**Task description**
Nothing but the line containing "of the truck" and the lines after it in the entries below should appear, each repeated exactly.

**Saved entries**
-------------------------

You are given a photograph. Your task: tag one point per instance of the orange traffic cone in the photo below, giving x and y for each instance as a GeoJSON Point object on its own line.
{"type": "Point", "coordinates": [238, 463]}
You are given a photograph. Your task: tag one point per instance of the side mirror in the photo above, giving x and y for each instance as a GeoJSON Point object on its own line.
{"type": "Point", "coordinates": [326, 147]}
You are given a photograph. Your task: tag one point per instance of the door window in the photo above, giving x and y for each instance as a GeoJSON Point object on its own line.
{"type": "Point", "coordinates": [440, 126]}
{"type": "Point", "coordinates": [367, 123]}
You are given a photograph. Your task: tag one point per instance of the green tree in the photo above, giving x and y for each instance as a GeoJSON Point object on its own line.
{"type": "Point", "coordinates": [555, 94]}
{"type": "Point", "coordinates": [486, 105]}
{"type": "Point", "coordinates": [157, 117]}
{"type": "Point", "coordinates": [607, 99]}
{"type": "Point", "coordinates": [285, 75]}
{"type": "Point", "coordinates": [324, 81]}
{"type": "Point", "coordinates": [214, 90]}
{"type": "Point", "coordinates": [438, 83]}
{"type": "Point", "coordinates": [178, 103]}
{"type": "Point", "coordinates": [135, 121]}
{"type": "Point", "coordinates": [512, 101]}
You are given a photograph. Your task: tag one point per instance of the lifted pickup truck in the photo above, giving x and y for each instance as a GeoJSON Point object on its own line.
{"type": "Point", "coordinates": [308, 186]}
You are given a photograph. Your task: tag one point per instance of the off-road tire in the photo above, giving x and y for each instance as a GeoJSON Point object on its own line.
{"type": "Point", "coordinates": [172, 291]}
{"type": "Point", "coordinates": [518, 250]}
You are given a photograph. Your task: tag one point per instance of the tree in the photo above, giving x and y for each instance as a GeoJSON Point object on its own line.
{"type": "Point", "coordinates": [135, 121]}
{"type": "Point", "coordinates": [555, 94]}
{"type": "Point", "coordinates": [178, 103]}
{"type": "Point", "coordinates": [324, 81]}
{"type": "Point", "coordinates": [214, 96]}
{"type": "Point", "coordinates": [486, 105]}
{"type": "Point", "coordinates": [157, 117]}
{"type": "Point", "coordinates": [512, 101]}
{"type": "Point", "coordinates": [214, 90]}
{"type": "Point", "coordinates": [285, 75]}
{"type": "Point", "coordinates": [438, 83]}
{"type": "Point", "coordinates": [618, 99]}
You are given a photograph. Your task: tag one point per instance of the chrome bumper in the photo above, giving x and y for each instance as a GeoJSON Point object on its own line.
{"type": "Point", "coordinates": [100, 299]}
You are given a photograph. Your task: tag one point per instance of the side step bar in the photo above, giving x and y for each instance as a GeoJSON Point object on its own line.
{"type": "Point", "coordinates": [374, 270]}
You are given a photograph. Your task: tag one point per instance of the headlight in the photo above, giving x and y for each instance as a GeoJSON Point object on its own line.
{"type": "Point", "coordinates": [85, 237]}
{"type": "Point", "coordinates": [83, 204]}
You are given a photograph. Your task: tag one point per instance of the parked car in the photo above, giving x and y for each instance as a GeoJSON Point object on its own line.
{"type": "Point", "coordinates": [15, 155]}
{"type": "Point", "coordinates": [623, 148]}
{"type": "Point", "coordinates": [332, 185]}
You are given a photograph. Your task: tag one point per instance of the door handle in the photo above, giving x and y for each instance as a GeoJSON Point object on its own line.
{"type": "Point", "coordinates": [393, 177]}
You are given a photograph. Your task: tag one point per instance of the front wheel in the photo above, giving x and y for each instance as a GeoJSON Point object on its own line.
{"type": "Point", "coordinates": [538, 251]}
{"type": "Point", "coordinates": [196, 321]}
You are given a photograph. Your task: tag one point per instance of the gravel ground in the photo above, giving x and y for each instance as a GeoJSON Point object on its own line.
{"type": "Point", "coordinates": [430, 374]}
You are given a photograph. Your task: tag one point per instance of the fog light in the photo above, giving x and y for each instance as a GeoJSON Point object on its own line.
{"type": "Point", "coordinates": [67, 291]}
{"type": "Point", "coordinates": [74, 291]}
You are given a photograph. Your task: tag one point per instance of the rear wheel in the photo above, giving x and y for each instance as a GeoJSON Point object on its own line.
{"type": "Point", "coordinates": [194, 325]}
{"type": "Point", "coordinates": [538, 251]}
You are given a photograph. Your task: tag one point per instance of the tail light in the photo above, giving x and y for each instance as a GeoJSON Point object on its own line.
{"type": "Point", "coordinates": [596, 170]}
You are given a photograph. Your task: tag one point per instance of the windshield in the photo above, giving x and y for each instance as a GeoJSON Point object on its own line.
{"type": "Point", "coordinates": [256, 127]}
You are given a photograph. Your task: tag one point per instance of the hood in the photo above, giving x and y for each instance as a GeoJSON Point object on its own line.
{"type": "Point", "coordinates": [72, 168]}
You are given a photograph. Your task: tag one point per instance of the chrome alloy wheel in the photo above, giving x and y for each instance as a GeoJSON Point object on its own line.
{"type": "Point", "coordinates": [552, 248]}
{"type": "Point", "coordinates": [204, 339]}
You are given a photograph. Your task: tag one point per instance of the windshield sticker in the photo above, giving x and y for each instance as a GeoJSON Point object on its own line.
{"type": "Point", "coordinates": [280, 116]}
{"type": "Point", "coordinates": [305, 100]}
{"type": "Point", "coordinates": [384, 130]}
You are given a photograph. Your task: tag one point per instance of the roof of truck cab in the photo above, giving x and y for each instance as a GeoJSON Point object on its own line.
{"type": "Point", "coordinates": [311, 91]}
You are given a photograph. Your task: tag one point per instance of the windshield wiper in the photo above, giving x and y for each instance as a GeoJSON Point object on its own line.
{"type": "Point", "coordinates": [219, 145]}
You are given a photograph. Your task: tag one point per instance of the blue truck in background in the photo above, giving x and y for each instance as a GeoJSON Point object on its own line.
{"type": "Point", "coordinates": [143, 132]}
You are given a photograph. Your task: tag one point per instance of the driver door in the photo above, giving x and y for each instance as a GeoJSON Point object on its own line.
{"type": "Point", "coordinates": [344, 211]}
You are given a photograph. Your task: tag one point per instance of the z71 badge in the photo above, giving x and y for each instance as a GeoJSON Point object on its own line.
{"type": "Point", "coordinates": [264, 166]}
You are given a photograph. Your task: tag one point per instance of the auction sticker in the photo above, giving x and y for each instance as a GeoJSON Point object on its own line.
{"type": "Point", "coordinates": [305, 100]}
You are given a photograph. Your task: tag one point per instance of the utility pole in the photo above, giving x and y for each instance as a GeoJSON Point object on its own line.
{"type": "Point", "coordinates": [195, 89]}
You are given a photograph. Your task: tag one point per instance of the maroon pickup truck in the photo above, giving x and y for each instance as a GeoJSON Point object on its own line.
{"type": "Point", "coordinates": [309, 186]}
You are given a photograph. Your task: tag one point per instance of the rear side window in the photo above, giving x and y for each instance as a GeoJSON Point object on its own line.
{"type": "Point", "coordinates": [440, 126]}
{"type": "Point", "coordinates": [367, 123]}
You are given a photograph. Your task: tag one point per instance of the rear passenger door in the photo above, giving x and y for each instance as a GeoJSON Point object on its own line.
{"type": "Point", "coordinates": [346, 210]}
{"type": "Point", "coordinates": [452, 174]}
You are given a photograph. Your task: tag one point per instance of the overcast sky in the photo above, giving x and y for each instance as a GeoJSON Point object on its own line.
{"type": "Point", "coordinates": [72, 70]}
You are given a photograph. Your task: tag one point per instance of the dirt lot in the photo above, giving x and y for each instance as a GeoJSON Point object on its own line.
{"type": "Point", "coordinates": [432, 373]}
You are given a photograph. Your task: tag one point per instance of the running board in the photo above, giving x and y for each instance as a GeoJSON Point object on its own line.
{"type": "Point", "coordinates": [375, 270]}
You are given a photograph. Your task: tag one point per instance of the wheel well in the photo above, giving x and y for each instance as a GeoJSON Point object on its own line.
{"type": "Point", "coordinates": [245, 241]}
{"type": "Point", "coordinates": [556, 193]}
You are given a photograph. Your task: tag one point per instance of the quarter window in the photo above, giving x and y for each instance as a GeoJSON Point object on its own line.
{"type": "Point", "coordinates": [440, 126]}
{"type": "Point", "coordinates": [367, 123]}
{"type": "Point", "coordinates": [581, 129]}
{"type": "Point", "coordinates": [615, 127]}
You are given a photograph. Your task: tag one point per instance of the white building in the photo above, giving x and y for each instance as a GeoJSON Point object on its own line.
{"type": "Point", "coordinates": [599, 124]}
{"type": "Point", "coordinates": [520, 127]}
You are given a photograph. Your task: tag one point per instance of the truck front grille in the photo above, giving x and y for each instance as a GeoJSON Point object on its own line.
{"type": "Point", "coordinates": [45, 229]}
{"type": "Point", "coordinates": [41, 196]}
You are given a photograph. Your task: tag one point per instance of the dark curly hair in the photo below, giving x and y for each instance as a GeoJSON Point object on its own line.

-------------------------

**Exercise output**
You are given a photograph. Your task: tag one point per instance of the truck front grille in the photo above, giving x and y for each instance as a GeoJSON Point object on its own line.
{"type": "Point", "coordinates": [45, 229]}
{"type": "Point", "coordinates": [41, 196]}
You are given a photograph. Your task: tag one point per instance of the dark curly hair in the photo below, giving x and y for each instance as a GeoJSON Point object on its own line.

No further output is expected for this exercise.